• [GOALS]
(a) Translate this sentence from the XLNet lyrics notebook into Spanish: "Create a mask of 1s for each token followed by 0s for padding."
(b) Pick up the XLNet lyrics-training notebook after its last line of code and keep writing it.

• [DOCUMENT SEGMENT]
-----

Saving lyrics.csv to lyrics.csv


Ingest data


In [10]:
df = pd.read_csv("lyrics.csv", delimiter='\t', header=None, names=['sentence_source'], encoding='latin-1')
df.shape
#df.sample(10)
#remove commas from end of lines
df2 = df.replace({',':''}, regex=True)
df2.size
#FOR TESTING
test_df = df2.sample(80000)


preprocess data for xl-net


In [11]:
sentences = test_df.sentence_source.values
sentences = [sentence + " [SEP] [CLS]" for sentence in sentences]
tokenizer = AutoTokenizer.from_pretrained("xlnet-base-cased", do_lower_case=True)

tokenized_texts = [tokenizer.tokenize(sent) for sent in sentences]
#test_text = [tokenizer(sent, return_tensors="pt", add_special_tokens=True) for sent in sentences]
print("Tokenize the first sentence:")
print(tokenized_texts[1])
MAX_LEN = 64
input_ids = [tokenizer.convert_tokens_to_ids(x) for x in tokenized_texts]
input_ids = pad_sequences(input_ids, maxlen=MAX_LEN, dtype="long", truncating="post", padding="post")

# Create attention masks
attention_masks = []

# Create a mask of 1s for each token followed by 0s for padding
for seq in input_ids:
  seq_mask = [float(i>0) for i in seq]
  attention_masks.append(seq_mask)

#train_inputs = torch.tensor(test_text)
train_input_ids = torch.tensor(input_ids)
train_masks = torch.tensor(attention_masks)


Tokenize the first sentence:
['▁Ball', '▁on', '▁automatic', '▁start', '▁[', 'S', 'EP', ']', '▁[', 'CL', 'S', ']']


In [12]:
batch_size = 32
#train_data = TensorDataset(tokenized_texts, train_input_ids, train_masks)
train_data = TensorDataset(train_input_ids, train_masks)
train_sampler = RandomSampler(train_data)
train_dataloader = DataLoader(train_data, sampler=train_sampler, batch_size=batch_size)


Train loop

In [13]:
model = AutoModelWithLMHead.from_pretrained("xlnet-base-cased", return_dict=True)
#model.cuda()




In [14]:
from transformers import AdamW
param_optimizer = list(model.named_parameters())
no_decay = ['bias', 'gamma', 'beta']
optimizer_grouped_parameters = [
    {'params': [p for n, p in param_optimizer if not any(nd in n for nd in no_decay)],
     'weight_decay_rate': 0.01},
    {'params': [p for n, p in param_optimizer if any(nd in n for nd in no_decay)],
     'weight_decay_rate': 0.0}
]
# This variable contains all of the hyperparemeter information our training loop needs
optimizer = AdamW(optimizer_grouped_parameters,
                     lr=2e-5)

-----

• [STORED ROWS]
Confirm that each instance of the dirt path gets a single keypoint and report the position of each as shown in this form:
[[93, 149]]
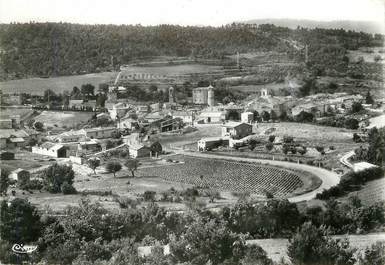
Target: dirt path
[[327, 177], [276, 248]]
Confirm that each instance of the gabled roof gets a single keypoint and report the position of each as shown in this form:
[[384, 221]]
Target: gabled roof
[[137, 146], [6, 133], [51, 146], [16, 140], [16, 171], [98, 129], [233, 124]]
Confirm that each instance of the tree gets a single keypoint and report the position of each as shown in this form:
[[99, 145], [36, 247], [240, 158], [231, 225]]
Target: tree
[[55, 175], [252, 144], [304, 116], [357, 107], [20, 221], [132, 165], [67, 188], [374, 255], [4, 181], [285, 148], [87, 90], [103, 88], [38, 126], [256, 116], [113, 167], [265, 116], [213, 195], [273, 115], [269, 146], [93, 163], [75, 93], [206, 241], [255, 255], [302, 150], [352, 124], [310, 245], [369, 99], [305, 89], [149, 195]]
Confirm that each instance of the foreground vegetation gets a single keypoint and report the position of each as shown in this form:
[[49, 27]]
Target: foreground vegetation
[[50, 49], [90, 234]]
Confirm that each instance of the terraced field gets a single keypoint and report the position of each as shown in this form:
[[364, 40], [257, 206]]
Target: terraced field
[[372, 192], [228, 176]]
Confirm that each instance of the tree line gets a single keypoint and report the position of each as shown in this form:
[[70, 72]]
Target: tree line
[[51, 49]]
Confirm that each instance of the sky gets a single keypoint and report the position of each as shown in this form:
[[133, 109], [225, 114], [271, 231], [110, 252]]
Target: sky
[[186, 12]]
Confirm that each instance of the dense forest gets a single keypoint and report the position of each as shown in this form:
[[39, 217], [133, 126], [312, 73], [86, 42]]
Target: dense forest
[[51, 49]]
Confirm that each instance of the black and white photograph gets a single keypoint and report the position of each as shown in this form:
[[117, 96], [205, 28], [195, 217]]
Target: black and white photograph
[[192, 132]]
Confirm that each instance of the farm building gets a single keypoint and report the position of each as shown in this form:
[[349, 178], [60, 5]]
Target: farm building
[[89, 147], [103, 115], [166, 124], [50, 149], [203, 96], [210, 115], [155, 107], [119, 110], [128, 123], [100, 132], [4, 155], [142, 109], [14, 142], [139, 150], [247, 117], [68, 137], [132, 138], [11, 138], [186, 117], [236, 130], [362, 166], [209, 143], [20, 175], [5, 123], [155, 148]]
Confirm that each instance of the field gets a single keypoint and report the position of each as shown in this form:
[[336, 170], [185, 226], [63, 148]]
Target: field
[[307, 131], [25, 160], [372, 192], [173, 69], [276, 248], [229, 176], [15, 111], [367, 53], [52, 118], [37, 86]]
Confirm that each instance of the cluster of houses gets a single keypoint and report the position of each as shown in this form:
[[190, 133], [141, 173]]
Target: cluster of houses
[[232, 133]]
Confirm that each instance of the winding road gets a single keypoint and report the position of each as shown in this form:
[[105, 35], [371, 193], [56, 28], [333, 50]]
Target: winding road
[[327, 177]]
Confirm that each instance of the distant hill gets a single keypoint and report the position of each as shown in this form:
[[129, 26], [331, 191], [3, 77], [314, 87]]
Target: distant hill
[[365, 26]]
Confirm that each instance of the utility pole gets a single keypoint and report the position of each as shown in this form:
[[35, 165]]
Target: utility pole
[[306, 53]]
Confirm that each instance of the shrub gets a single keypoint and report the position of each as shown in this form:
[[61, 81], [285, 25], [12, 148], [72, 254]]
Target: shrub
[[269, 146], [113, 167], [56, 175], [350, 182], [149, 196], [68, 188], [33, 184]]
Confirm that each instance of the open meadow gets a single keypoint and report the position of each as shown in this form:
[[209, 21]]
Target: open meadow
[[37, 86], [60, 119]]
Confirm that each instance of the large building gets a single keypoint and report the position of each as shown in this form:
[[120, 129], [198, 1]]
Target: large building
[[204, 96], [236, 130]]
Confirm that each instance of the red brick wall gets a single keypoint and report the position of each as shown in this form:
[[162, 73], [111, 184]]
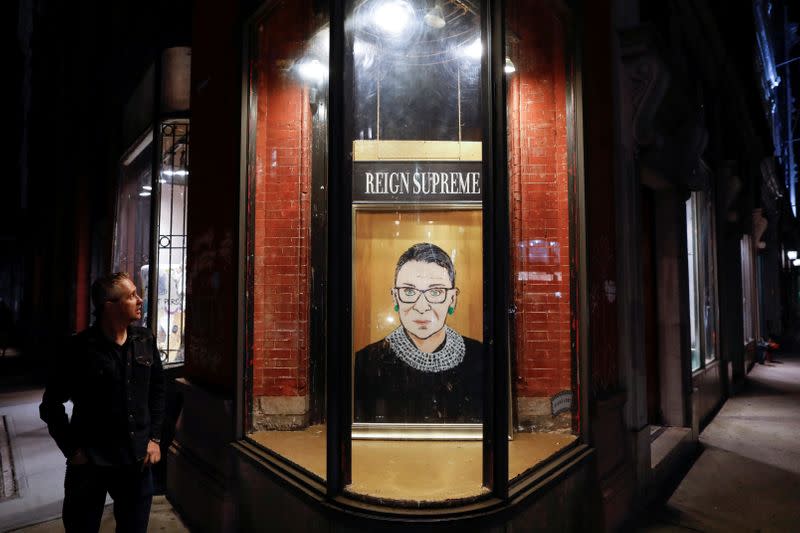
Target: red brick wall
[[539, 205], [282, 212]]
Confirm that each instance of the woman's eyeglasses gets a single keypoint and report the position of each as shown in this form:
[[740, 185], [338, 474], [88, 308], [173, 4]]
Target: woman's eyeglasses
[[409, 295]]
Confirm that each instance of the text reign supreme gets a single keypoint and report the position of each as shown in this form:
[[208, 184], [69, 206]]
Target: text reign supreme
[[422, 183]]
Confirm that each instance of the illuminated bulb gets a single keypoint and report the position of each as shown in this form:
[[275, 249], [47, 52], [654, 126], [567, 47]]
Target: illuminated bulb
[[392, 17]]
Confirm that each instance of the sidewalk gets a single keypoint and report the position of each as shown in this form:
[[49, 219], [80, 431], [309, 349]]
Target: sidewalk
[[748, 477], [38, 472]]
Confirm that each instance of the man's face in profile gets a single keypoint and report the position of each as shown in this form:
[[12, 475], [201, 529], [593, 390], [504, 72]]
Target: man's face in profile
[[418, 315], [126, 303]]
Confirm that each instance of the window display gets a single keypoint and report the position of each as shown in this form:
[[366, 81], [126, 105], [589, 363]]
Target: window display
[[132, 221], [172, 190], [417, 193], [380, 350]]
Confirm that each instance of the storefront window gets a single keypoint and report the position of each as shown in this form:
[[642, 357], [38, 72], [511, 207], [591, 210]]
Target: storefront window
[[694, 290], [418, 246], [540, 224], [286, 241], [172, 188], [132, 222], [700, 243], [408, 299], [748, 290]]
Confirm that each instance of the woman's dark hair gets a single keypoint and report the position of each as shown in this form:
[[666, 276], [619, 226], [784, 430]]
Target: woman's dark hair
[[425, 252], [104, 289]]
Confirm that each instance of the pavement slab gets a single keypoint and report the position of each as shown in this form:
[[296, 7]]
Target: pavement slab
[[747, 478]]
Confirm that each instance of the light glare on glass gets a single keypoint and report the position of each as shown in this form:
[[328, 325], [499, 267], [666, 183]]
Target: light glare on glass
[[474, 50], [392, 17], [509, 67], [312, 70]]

-----

• [ANSWERS BELOW]
(a) Crea una máscara de unos para cada token, seguidos de ceros para el relleno.

(b)
In [15]:
# Store our loss and accuracy for plotting
train_loss_set = []

# Number of training epochs (authors recommend between 2 and 4)
epochs = 2

# trange is a tqdm wrapper around the normal python range
for _ in trange(epochs, desc="Epoch"):
  # Training
  # Set our model to training mode (as opposed to evaluation mode)
  model.train()
  
  # Tracking variables
  tr_loss = 0
  nb_tr_examples, nb_tr_steps = 0, 0
  
  # Train the data for one epoch
  for step, batch in enumerate(train_dataloader):
    print("Step: %s"%(step))
    # Add batch to GPU
    batch = tuple(t.to(device) for t in batch)
    # Unpack the inputs from our dataloader
    b_input_ids, b_input_mask = batch
    # Clear out the gradients (by default they accumulate)
    optimizer.zero_grad()
    # Forward pass
    # outputs = model(**inputs, labels=inputs["input_ids"])
    model.to(device)
    outputs = model(input_ids=b_input_ids, labels=b_input_ids, token_type_ids=None, attention_mask=b_input_mask)
    #print(outputs)
    loss = outputs.loss
    logits = outputs.logits
    if(loss is not None):
      train_loss_set.append(loss.item())
      # Backward pass
      loss.backward()
    # Update parameters and take a step using the computed gradient
    optimizer.step()
    
    
    # Update tracking variables
    if(loss is not None):
      tr_loss += loss.item()
    nb_tr_examples += b_input_ids.size(0)
    nb_tr_steps += 1

  print("Train loss: {}".format(tr_loss/nb_tr_steps))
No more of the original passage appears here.